*REQUIRED ACTION*: The response must be made up of the lines in the entries below that contain "white".

==== SOURCE MATERIAL

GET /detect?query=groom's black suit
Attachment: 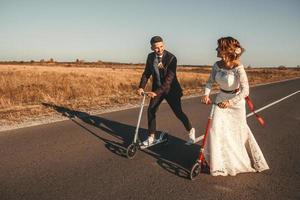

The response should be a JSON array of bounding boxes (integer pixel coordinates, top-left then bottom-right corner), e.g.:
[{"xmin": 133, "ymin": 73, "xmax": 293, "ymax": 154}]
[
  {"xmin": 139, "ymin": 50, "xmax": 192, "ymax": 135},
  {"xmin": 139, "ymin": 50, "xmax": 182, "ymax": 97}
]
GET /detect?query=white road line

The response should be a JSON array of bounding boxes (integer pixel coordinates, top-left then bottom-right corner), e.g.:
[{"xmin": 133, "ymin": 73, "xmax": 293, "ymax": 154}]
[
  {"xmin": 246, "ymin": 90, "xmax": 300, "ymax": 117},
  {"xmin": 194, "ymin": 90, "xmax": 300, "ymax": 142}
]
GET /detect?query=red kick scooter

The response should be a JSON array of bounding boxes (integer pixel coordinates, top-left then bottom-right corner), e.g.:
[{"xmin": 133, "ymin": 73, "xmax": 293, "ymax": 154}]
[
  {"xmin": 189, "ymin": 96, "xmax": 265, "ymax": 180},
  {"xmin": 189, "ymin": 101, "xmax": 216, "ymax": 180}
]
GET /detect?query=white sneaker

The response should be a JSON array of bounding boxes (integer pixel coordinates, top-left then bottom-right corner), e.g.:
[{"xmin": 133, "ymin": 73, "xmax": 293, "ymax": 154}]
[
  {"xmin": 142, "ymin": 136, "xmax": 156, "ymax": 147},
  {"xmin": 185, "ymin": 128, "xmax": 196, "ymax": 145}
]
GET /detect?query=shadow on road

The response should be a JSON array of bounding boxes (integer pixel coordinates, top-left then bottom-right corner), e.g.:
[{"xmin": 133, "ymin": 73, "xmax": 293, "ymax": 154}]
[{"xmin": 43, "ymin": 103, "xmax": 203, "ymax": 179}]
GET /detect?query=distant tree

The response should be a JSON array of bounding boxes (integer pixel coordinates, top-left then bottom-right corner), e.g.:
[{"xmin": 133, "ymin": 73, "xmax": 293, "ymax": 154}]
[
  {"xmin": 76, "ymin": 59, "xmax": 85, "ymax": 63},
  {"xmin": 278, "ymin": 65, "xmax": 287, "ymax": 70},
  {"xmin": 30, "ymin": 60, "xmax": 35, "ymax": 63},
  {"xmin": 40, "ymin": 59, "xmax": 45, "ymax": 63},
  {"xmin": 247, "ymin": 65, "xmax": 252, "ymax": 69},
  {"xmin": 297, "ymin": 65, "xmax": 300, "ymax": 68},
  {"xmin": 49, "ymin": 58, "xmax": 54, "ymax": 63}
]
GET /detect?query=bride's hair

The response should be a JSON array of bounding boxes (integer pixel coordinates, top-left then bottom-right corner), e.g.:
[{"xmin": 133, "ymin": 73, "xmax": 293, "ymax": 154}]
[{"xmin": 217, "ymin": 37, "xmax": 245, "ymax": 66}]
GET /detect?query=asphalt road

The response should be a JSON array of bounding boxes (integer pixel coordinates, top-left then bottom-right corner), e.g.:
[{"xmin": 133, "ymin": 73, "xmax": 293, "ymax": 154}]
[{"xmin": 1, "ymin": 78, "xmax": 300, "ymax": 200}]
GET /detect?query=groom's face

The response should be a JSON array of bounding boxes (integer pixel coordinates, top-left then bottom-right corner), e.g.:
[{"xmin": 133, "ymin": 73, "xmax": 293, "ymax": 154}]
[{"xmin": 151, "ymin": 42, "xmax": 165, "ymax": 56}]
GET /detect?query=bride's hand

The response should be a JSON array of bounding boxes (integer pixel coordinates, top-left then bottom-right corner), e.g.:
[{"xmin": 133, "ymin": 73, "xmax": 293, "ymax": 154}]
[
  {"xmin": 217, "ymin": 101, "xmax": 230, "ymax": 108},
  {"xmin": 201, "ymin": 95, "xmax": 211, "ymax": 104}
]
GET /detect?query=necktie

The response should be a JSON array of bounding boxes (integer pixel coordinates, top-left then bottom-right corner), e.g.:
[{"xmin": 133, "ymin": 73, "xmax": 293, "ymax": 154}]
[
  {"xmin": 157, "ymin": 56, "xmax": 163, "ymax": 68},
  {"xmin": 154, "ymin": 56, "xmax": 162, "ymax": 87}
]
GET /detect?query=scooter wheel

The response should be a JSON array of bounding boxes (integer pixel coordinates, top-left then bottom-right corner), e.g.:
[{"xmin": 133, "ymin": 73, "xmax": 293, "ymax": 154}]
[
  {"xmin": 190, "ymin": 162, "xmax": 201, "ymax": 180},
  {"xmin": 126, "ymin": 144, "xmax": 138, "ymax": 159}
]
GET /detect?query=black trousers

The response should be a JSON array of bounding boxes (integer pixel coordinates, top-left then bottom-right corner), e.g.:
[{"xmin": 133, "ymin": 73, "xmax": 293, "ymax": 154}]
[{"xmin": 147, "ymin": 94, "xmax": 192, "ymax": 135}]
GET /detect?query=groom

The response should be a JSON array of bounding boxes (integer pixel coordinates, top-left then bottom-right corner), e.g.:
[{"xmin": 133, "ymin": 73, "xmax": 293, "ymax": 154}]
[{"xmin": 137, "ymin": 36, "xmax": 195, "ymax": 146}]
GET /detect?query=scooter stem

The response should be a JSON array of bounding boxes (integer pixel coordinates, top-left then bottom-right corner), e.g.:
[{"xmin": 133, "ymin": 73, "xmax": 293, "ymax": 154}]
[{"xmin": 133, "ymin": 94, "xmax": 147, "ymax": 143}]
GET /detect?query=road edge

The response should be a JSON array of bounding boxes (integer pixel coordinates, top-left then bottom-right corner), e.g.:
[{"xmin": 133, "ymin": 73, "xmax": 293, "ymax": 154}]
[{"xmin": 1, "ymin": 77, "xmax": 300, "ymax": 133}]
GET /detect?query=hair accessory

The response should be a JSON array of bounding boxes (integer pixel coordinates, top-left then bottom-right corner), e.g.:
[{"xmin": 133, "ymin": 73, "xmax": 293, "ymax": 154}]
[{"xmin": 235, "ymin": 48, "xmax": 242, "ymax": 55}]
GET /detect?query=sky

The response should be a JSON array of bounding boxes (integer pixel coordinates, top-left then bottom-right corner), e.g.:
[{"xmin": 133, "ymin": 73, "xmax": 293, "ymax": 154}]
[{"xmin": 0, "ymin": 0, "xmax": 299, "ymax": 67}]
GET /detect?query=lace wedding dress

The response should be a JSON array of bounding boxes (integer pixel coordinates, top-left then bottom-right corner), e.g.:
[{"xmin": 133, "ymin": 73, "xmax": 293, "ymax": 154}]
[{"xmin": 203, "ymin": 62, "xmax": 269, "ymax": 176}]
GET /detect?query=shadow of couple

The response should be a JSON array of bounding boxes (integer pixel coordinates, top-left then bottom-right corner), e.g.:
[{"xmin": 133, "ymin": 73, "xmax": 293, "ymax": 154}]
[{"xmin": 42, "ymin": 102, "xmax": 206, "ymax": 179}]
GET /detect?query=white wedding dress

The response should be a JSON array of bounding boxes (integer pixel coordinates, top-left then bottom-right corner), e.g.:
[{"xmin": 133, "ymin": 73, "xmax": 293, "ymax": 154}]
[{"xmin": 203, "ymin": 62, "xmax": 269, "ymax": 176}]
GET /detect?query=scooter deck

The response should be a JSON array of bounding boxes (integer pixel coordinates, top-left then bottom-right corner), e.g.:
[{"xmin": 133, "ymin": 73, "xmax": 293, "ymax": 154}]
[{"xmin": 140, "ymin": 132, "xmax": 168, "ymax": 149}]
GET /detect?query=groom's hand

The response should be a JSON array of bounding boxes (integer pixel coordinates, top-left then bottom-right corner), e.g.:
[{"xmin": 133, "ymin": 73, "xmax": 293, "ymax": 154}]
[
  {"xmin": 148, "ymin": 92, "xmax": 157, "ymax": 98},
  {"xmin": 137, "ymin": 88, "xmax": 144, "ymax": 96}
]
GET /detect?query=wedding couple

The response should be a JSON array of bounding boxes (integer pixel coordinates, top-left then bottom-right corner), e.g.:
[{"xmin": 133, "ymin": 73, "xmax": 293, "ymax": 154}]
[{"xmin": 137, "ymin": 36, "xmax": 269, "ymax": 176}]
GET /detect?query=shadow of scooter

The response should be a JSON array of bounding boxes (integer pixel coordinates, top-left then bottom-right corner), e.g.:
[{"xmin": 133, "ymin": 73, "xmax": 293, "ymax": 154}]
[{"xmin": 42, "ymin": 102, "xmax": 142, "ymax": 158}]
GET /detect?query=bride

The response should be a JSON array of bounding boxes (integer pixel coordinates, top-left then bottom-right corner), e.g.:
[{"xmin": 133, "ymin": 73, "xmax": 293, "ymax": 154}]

========

*RESPONSE BELOW*:
GET /detect?query=white road line
GET /detect?query=white sneaker
GET /detect?query=white wedding dress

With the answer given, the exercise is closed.